● **Records supplied**
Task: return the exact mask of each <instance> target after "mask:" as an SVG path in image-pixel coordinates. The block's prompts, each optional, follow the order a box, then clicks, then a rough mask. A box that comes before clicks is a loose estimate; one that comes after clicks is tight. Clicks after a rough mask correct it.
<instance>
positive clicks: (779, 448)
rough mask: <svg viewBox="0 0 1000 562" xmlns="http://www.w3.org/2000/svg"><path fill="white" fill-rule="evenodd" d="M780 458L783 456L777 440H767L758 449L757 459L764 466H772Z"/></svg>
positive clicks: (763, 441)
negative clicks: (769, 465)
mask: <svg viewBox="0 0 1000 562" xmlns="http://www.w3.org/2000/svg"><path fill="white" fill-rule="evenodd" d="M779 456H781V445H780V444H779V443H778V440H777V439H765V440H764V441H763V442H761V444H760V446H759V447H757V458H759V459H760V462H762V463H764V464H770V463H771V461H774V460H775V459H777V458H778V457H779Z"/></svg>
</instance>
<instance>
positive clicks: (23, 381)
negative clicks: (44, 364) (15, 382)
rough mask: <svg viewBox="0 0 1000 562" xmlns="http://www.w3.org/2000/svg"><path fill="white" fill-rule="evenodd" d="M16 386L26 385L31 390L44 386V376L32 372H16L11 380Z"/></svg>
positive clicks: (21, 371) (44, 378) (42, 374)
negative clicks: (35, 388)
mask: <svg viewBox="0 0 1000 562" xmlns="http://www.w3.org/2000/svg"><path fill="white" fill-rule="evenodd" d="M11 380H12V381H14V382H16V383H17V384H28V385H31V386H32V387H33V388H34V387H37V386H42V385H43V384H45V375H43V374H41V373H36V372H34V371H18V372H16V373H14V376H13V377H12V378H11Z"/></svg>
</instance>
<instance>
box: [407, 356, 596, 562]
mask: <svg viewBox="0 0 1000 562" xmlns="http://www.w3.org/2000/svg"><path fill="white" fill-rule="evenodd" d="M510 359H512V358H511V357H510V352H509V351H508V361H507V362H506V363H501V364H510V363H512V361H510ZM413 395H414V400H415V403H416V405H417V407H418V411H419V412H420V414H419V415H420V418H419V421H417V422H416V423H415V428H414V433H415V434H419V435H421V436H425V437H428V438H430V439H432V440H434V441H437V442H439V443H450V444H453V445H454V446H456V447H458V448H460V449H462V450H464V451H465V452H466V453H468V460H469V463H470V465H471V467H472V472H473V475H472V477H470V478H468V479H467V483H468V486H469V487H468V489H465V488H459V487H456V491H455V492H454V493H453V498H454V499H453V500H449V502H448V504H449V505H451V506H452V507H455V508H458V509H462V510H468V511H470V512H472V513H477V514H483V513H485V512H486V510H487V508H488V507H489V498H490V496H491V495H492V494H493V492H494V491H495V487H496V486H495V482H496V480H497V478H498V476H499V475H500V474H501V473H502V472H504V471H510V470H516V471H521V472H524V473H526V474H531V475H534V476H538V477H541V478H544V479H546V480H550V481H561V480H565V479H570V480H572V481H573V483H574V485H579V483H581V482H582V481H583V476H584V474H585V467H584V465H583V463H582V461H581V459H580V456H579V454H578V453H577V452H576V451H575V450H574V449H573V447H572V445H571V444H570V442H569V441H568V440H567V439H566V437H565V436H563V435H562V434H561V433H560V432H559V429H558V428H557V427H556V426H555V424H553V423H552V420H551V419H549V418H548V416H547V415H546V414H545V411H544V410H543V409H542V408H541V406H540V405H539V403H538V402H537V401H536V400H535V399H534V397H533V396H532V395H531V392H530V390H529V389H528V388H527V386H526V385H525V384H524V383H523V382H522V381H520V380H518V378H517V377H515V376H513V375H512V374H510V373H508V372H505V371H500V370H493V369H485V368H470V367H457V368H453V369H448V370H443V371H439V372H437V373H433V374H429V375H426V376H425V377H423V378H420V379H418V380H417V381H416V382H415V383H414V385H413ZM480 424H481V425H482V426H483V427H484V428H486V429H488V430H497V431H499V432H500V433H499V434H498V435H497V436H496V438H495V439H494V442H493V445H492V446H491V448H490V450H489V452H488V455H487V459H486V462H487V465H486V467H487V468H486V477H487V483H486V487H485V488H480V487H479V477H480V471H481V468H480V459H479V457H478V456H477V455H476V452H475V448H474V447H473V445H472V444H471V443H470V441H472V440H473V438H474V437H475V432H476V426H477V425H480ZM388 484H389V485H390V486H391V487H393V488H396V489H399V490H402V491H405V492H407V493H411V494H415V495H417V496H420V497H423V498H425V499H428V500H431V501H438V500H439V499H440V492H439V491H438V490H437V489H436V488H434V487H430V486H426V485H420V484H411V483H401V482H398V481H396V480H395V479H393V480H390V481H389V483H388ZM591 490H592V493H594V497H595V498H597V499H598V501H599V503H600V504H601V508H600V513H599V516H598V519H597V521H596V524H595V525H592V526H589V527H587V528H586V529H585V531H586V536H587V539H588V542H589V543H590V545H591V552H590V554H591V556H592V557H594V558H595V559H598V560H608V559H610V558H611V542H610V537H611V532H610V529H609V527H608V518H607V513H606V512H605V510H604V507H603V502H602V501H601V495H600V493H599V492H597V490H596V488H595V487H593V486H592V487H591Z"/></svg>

● **What the task requires**
Output each line of all the entries above again, character for character.

● **Problem solution**
Task: return the exact mask of each <instance> target after "mask:" as an SVG path in image-pixel coordinates. The block's prompts, each optional, follow the order a box, then clicks, then a rough mask. A box that comes before clicks is a loose estimate; one that comes after clicks is tight. Clicks after a rough mask correct it.
<instance>
positive clicks: (779, 448)
rough mask: <svg viewBox="0 0 1000 562" xmlns="http://www.w3.org/2000/svg"><path fill="white" fill-rule="evenodd" d="M780 458L783 456L777 440H767L758 449L757 459L764 466H772Z"/></svg>
positive clicks: (763, 441)
negative clicks: (769, 465)
mask: <svg viewBox="0 0 1000 562" xmlns="http://www.w3.org/2000/svg"><path fill="white" fill-rule="evenodd" d="M779 456H781V445H780V444H779V443H778V440H777V439H765V440H764V441H763V442H761V444H760V446H759V447H757V458H759V459H760V462H762V463H764V464H770V463H771V461H774V460H775V459H777V458H778V457H779Z"/></svg>
</instance>
<instance>
positive clicks: (23, 381)
negative clicks: (44, 364) (15, 382)
rough mask: <svg viewBox="0 0 1000 562" xmlns="http://www.w3.org/2000/svg"><path fill="white" fill-rule="evenodd" d="M16 386L26 385L31 390L44 386V376L32 372H16L11 380Z"/></svg>
positive clicks: (21, 371) (44, 378) (42, 374)
negative clicks: (35, 388)
mask: <svg viewBox="0 0 1000 562" xmlns="http://www.w3.org/2000/svg"><path fill="white" fill-rule="evenodd" d="M11 380H12V381H14V382H16V383H17V384H28V385H31V386H32V387H33V388H34V387H37V386H42V385H43V384H45V375H43V374H41V373H36V372H34V371H18V372H16V373H14V376H13V377H12V378H11Z"/></svg>
</instance>
<instance>
box: [407, 356, 596, 562]
mask: <svg viewBox="0 0 1000 562" xmlns="http://www.w3.org/2000/svg"><path fill="white" fill-rule="evenodd" d="M510 359H512V358H511V357H510V352H509V351H508V361H507V362H506V363H501V364H510V363H512V361H510ZM413 395H414V400H415V403H416V405H417V407H418V411H419V412H420V414H419V415H420V418H419V421H417V422H416V423H415V428H414V433H415V434H419V435H421V436H425V437H428V438H430V439H432V440H434V441H437V442H439V443H450V444H453V445H454V446H456V447H458V448H460V449H462V450H464V451H465V452H466V453H468V460H469V463H470V465H471V467H472V472H473V475H472V477H470V478H468V479H467V483H468V486H469V487H468V489H465V488H459V487H456V491H455V492H454V493H453V498H454V499H453V500H449V502H448V504H449V505H451V506H452V507H455V508H458V509H462V510H468V511H470V512H472V513H477V514H483V513H485V512H486V510H487V508H488V507H489V498H490V496H491V495H492V494H493V492H494V491H495V487H496V486H495V482H496V480H497V478H498V476H499V475H500V474H501V473H502V472H504V471H510V470H516V471H521V472H524V473H526V474H531V475H534V476H538V477H541V478H544V479H546V480H550V481H561V480H565V479H570V480H572V481H573V483H574V485H579V483H581V482H582V481H583V476H584V474H585V467H584V465H583V463H582V461H581V459H580V456H579V454H578V453H577V452H576V451H575V450H574V449H573V447H572V445H571V444H570V442H569V441H568V440H567V439H566V437H565V436H563V435H562V434H561V433H560V432H559V429H558V428H557V427H556V426H555V424H553V423H552V420H551V419H549V418H548V416H547V415H546V414H545V411H544V410H543V409H542V408H541V406H540V405H539V403H538V402H537V401H536V400H535V399H534V397H533V396H532V395H531V392H530V390H529V389H528V388H527V386H526V385H525V384H524V383H523V382H522V381H520V380H518V378H517V377H515V376H513V375H512V374H510V373H508V372H505V371H500V370H493V369H485V368H470V367H457V368H453V369H448V370H443V371H439V372H437V373H433V374H429V375H426V376H425V377H423V378H420V379H418V380H417V381H416V382H415V383H414V385H413ZM480 424H481V425H482V426H483V427H484V428H486V429H488V430H497V431H499V432H500V433H499V434H498V435H497V436H496V438H495V439H494V442H493V445H492V446H491V448H490V450H489V452H488V455H487V459H486V462H487V465H486V467H487V468H486V477H487V483H486V487H485V488H480V487H479V477H480V471H481V468H480V459H479V457H478V456H477V455H476V452H475V448H474V447H473V445H472V444H471V443H470V441H472V440H473V438H474V437H475V432H476V426H477V425H480ZM388 484H389V485H390V486H391V487H393V488H396V489H399V490H402V491H405V492H407V493H411V494H415V495H417V496H420V497H423V498H425V499H428V500H431V501H438V500H439V499H440V492H439V491H438V490H437V489H436V488H434V487H430V486H426V485H420V484H411V483H401V482H398V481H396V480H395V479H393V480H390V481H389V483H388ZM591 490H592V493H594V497H595V498H597V499H598V501H599V503H600V504H601V508H600V513H599V516H598V519H597V521H596V524H595V525H592V526H589V527H587V528H586V529H585V531H586V536H587V539H588V542H589V543H590V545H591V552H590V554H591V556H592V557H594V558H595V559H598V560H608V559H610V558H611V542H610V537H611V532H610V529H609V527H608V518H607V513H606V512H605V510H604V507H603V502H602V501H601V495H600V493H599V492H597V490H596V488H595V487H593V486H592V487H591Z"/></svg>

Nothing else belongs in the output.